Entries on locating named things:
— Begin —
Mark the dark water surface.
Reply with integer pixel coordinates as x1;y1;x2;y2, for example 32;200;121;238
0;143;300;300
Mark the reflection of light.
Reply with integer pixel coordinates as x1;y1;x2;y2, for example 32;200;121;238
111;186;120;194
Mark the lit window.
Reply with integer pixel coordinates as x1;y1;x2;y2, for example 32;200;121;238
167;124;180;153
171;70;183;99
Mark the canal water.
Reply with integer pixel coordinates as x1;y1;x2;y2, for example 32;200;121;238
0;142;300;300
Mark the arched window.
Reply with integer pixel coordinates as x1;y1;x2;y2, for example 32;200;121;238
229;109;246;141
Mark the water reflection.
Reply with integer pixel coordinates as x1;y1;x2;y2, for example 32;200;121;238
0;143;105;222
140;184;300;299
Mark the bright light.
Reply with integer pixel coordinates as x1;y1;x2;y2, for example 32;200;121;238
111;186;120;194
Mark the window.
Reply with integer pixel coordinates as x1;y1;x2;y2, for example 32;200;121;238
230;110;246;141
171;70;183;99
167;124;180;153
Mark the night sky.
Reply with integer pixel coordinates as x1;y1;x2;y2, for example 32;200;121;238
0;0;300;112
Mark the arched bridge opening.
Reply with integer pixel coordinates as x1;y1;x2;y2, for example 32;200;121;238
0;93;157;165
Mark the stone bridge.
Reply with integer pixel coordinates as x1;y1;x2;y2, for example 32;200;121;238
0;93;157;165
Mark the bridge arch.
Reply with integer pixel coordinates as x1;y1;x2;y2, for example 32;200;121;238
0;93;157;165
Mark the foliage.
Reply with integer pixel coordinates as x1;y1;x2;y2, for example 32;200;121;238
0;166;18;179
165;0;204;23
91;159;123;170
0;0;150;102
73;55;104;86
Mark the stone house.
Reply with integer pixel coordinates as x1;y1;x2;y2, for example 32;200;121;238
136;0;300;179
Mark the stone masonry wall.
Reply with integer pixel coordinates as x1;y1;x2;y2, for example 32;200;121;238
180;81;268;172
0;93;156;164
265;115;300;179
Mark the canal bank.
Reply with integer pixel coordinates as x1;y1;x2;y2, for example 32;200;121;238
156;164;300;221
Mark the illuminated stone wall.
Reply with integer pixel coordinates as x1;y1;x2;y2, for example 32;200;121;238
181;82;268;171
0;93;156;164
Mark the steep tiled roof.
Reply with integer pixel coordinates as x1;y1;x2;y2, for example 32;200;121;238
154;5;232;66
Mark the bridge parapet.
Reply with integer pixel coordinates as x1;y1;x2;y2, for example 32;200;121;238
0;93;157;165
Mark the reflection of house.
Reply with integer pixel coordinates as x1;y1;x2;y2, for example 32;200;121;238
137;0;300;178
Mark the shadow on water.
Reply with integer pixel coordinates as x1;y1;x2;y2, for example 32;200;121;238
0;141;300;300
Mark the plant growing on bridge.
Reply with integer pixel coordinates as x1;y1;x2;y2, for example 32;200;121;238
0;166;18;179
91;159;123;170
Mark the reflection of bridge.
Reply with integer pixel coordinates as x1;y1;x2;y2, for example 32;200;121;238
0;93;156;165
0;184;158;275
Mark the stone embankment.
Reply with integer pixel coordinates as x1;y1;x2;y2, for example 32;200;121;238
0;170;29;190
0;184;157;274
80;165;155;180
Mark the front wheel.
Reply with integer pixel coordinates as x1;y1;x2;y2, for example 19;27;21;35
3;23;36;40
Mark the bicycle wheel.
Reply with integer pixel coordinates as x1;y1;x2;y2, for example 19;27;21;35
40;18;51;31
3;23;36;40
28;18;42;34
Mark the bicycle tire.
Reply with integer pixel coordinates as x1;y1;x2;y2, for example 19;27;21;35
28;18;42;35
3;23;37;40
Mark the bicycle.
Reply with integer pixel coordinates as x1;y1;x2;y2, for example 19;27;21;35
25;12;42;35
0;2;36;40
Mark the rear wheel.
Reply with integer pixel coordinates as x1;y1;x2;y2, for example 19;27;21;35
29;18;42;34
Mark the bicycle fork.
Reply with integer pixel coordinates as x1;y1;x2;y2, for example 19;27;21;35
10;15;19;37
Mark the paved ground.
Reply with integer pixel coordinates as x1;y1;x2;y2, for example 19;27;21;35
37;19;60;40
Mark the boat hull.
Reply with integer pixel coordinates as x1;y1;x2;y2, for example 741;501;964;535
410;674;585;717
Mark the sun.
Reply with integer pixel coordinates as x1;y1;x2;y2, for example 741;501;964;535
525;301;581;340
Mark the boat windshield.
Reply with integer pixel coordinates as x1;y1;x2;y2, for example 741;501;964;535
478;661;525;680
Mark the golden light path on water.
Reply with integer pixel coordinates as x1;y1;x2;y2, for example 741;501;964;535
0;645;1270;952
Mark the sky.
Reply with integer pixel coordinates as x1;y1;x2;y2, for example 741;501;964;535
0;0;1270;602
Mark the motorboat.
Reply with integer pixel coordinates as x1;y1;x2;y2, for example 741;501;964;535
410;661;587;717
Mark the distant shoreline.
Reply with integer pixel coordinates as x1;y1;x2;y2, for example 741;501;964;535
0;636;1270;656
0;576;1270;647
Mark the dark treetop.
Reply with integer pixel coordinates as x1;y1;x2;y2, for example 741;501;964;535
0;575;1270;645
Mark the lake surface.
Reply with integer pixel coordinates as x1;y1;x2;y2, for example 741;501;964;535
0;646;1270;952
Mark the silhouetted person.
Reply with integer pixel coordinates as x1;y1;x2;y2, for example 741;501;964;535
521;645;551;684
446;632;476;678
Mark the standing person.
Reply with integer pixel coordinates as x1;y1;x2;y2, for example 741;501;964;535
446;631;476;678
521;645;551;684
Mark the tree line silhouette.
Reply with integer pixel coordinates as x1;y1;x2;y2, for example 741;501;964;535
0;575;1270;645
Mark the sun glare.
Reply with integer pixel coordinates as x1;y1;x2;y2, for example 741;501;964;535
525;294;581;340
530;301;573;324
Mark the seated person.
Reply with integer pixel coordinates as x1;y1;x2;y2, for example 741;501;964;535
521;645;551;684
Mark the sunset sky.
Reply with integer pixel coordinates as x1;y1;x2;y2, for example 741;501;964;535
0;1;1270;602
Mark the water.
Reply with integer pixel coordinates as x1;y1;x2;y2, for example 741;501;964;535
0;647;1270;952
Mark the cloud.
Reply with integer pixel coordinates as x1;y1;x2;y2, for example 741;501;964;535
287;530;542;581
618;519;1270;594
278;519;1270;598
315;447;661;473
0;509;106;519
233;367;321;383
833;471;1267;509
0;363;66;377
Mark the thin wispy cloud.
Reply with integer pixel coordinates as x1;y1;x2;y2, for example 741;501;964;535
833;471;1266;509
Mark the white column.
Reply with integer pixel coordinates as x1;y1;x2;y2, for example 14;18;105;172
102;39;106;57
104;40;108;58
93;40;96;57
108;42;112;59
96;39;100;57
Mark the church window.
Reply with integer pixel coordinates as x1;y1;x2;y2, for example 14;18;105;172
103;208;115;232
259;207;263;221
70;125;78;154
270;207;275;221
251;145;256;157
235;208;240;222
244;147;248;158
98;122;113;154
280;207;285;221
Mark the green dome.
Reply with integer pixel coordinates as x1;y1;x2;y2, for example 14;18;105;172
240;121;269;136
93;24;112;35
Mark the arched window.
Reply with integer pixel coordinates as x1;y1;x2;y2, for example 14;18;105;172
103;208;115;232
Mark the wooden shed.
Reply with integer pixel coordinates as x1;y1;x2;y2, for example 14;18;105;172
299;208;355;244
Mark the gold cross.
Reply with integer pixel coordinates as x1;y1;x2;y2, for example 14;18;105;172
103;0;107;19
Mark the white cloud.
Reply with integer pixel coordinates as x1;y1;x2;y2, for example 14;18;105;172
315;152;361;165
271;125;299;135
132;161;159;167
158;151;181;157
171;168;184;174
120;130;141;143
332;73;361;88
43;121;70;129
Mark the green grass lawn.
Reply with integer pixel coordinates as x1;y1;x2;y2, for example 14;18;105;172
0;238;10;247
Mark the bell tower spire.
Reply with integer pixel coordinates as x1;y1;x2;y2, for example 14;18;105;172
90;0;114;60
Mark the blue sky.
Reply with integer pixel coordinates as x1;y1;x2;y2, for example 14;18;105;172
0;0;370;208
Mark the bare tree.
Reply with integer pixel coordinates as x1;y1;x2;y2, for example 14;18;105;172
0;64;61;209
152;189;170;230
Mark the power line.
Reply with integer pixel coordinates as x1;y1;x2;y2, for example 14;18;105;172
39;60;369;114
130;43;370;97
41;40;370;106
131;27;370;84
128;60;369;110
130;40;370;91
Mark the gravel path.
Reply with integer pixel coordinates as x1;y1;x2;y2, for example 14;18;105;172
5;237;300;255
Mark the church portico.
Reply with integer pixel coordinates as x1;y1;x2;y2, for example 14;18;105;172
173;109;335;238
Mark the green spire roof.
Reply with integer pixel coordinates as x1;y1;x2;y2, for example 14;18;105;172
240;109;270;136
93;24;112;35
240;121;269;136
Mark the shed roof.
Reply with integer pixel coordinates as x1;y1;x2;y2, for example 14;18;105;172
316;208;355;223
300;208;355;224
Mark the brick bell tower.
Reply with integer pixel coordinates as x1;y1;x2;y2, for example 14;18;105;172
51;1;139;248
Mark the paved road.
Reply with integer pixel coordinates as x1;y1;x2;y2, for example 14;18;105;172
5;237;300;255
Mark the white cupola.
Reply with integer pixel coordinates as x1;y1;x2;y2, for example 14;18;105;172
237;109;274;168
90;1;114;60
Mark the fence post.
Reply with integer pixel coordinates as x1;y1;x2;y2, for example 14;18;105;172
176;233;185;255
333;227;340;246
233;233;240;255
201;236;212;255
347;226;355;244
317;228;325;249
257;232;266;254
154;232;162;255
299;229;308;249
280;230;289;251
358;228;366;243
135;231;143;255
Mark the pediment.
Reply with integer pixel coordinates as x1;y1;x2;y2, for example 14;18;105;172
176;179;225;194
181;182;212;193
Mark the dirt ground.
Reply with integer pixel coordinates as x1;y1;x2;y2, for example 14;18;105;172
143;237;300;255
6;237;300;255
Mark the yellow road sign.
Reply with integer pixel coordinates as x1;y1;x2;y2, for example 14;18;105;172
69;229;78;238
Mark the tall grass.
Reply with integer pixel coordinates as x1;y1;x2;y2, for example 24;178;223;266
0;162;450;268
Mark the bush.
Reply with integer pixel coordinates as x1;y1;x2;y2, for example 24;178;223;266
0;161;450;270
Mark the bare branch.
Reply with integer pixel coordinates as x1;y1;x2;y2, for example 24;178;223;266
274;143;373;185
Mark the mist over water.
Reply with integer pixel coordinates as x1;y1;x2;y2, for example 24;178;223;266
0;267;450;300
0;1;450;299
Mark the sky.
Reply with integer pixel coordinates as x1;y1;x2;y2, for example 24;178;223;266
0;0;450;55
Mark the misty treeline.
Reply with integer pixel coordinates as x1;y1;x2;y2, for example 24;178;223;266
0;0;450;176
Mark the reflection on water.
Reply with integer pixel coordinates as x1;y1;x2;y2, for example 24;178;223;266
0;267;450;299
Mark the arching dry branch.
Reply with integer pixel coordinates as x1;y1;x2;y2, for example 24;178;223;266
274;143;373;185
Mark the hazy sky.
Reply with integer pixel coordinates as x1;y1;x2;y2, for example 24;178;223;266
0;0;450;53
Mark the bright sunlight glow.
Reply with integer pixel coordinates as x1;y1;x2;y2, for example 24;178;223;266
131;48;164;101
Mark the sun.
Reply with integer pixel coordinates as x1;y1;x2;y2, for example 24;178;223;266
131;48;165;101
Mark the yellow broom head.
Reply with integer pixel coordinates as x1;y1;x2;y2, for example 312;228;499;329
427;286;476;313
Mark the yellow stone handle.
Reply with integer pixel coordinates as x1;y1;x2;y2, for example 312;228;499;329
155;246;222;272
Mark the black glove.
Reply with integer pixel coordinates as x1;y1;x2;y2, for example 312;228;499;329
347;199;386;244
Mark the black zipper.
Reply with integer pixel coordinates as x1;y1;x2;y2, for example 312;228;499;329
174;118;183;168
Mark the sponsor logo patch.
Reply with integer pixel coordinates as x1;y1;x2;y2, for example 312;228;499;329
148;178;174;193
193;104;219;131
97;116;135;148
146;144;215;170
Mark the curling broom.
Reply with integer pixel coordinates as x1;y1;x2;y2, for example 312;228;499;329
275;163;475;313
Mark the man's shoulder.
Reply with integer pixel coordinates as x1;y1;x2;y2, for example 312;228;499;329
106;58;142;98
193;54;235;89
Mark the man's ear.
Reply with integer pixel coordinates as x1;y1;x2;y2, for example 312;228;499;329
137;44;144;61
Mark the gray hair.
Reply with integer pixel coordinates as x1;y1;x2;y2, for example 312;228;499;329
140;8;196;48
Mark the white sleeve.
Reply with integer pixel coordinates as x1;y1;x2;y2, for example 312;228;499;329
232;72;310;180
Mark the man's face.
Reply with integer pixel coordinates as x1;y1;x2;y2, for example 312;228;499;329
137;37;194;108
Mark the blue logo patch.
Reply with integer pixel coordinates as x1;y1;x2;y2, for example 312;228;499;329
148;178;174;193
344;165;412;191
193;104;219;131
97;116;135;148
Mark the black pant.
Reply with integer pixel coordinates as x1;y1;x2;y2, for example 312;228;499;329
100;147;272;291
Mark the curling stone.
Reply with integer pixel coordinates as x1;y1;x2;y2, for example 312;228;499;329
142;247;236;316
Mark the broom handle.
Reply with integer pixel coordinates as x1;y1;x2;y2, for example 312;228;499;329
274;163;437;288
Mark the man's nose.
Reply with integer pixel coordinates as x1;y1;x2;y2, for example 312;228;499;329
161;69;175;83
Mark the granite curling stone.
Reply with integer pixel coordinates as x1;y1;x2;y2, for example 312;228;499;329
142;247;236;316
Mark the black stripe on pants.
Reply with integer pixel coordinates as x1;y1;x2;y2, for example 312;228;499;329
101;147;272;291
— End —
EXERCISE TASK:
Output exactly the lines between the one containing "Mark the curling stone." and the final line above, both inclusive.

RESULT OF THIS TASK:
Mark the curling stone.
Reply with integer pixel coordinates as x1;y1;x2;y2, for example 312;228;499;329
142;247;236;316
Mark the broom handle.
Reply with integer pixel coordinates as x1;y1;x2;y2, for example 312;228;499;329
274;163;437;288
Mark the man's nose.
Reply with integer pixel coordinates as x1;y1;x2;y2, for example 312;228;499;329
161;69;175;83
Mark the granite curling stone.
Reply with integer pixel coordinates as x1;y1;x2;y2, for example 312;228;499;329
142;247;236;316
Mark the black stripe on pants.
Reply with integer pixel coordinates as x1;y1;x2;y2, for example 312;228;499;329
101;147;272;291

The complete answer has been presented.